§ **CHALLENGES**:
[A] Reproduce the section of the SCpubr plotting tutorial that opens with the words "As we can observe, the" and closes with "columns to plot.".
[B] Proceed with the SCpubr plotting tutorial from the point where it stops.

§ **SUPPLIED TEXT**:
As we can observe, the ranks behave in a linear fashion and that is expected. However, the interesting part comes when we further subset this distribution by another variable:

p <- sample@meta.data %>% # Extract metadata
     dplyr::mutate(cell_name = rownames(sample@meta.data)) %>% # Get the cell names.
     dplyr::select(.data$cell_name, .data$rank, .data$seurat_clusters) %>% # Select the columns to plot.
     dplyr::arrange(.data$rank) %>% # Reorder the rows.
     dplyr::mutate(cell_name = factor(.data$cell_name, levels = .data$cell_name)) %>% # Conver to factor for plotting.
     ggplot2::ggplot(mapping = ggplot2::aes(x = .data$cell_name, y = .data$rank)) +
     ggplot2::geom_point() +
     ggplot2::theme(axis.text = ggplot2::element_blank(),
                    axis.ticks = ggplot2::element_blank()) + 
     ggplot2::xlab("Cell name") + 
     ggplot2::ylab("Rank") + 
     ggplot2::facet_wrap("seurat_clusters", ncol = 5)
p

Here, we can see that not all clusters show the same distribution or ranks. There will be clusters where the distribution is shifted to the higher ranks and others to the lower ones. Plotting this differential distributions in a nice way is the aim of SCpubr::do_BeeSwarmPlot(). This is achieved by using the ggbeeswarm package. The idea of using the ggbeeswarm::geom_quasirandom() geometry provided by this package and implement it for single-cell analyses came from this tutorial from the Broad Institute.

Using categorical variables

Let’s say we want to focus on how much each cluster is driven by the PC_1 and PC_2. The first thought is to just use SCpubr::do_Dimplot() to plot the PCA embedding instead of the UMAP. We also query PC_3 and PC_4 to have a not-so-clear example.

p1 <- SCpubr::do_DimPlot(sample, 
                         reduction = "pca", 
                         label = TRUE, 
                         legend.position = "none", 
                         dims = c(1, 2))

§ **RECORD EXCERPTS**:
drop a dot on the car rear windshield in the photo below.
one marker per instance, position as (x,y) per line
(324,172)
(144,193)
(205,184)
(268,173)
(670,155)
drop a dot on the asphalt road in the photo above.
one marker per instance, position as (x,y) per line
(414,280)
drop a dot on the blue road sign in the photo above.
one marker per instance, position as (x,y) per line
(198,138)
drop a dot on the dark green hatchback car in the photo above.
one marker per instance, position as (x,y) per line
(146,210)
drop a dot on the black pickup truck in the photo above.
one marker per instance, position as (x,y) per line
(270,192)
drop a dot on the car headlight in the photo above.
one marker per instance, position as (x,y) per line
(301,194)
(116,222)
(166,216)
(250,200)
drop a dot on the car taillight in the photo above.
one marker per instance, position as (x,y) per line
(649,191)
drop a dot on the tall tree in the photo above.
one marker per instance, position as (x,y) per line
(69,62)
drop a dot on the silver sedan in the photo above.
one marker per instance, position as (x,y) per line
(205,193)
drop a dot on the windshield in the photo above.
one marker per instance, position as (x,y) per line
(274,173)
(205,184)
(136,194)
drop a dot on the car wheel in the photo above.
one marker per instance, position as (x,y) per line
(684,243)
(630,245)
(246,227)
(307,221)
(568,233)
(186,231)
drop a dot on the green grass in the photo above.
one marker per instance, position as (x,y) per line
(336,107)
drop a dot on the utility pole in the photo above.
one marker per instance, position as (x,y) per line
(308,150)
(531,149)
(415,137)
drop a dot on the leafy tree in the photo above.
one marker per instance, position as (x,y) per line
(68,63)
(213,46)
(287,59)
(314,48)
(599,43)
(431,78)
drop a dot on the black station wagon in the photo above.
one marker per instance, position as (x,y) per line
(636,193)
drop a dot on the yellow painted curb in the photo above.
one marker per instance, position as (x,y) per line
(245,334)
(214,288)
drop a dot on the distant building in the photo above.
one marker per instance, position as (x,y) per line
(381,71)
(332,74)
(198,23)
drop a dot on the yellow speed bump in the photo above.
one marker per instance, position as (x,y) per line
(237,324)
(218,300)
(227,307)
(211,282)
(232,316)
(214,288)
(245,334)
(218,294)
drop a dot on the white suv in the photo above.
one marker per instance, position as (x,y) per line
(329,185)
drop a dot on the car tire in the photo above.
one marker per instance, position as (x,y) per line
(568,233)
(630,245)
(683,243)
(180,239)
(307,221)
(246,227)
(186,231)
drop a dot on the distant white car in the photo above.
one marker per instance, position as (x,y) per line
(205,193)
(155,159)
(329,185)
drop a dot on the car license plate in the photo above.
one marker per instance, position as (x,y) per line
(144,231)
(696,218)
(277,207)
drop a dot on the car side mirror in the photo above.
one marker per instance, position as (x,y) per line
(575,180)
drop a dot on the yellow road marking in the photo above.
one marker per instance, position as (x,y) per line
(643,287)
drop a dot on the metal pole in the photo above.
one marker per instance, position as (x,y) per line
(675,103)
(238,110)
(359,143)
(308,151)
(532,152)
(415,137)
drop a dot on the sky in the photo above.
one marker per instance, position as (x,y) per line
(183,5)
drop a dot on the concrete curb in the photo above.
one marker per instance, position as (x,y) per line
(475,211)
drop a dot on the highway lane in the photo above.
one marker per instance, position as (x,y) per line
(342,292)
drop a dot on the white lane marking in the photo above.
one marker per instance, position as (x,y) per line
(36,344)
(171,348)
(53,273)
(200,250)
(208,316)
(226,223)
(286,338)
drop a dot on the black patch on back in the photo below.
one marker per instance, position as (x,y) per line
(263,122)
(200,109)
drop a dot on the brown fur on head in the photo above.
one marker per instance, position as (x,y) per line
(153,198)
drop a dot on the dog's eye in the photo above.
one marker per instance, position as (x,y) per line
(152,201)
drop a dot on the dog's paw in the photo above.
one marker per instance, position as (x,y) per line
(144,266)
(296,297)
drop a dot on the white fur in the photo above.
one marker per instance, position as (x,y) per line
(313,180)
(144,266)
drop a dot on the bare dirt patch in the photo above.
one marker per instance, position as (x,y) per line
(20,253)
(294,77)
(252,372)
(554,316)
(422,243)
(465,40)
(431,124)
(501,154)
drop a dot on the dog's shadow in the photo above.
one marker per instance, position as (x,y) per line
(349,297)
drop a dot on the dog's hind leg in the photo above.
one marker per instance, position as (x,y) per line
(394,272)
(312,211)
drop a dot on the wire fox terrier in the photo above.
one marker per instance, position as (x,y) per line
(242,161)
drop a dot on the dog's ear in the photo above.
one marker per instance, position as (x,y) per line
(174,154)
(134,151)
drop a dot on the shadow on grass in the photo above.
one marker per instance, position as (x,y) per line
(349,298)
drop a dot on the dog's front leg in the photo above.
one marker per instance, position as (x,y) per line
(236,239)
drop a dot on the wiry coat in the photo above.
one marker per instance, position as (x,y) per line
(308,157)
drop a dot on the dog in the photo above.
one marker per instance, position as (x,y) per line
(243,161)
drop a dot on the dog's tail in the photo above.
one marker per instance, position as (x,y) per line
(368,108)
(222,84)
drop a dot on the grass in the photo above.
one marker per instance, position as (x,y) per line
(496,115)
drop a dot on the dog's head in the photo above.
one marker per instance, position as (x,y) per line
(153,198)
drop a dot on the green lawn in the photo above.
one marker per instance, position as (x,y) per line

§ **FINAL RESULTS**:
[A]
As we can observe, the ranks behave in a linear fashion and that is expected. However, the interesting part comes when we further subset this distribution by another variable:

p <- sample@meta.data %>% # Extract metadata
     dplyr::mutate(cell_name = rownames(sample@meta.data)) %>% # Get the cell names.
     dplyr::select(.data$cell_name, .data$rank, .data$seurat_clusters) %>% # Select the columns to plot.

[B]
p2 <- SCpubr::do_DimPlot(sample, 
                         reduction = "pca", 
                         label = TRUE, 
                         legend.position = "none",
                         dims = c(3, 4)) 

p <- p1 | p2
p

With this, we get right away a decent overview. Clusters 0, 5, 7 and 8 separate on PC_1 from the rest. However, in many cases this will not be clear, such as the image on the right. This is where Bee Swarm plots come in handy. This is implemented in SCpubr::do_BeeSwarmPlot(). This function needs the user to provide: - The variable to rank to feature_to_rank. - The groups to divide the plot into to group.by. - Whether the output should be colored with a categorical or continuous scale, with continuous_feature.

p1 <- SCpubr::do_DimPlot(sample = sample, 
                         reduction = "pca", 
                         label = TRUE, 
                         legend.position = "none",
                         dims = c(1, 2))

p2 <- SCpubr::do_DimPlot(sample = sample, 
                         reduction = "pca", 
                         label = TRUE, 
                         legend.position = "none",
                         dims = c(3, 4)) 

p3 <- SCpubr::do_BeeSwarmPlot(sample = sample, 
                              feature_to_rank = "PC_1", 
                              group.by = "seurat_clusters", 
                              continuous_feature = FALSE)

p4 <- SCpubr::do_BeeSwarmPlot(sample = sample, 
                              feature_to_rank = "PC_4", 
                              group.by = "seurat_clusters", 
                              continuous_feature = FALSE)

p <- (p1 | p3) / (p2 | p4)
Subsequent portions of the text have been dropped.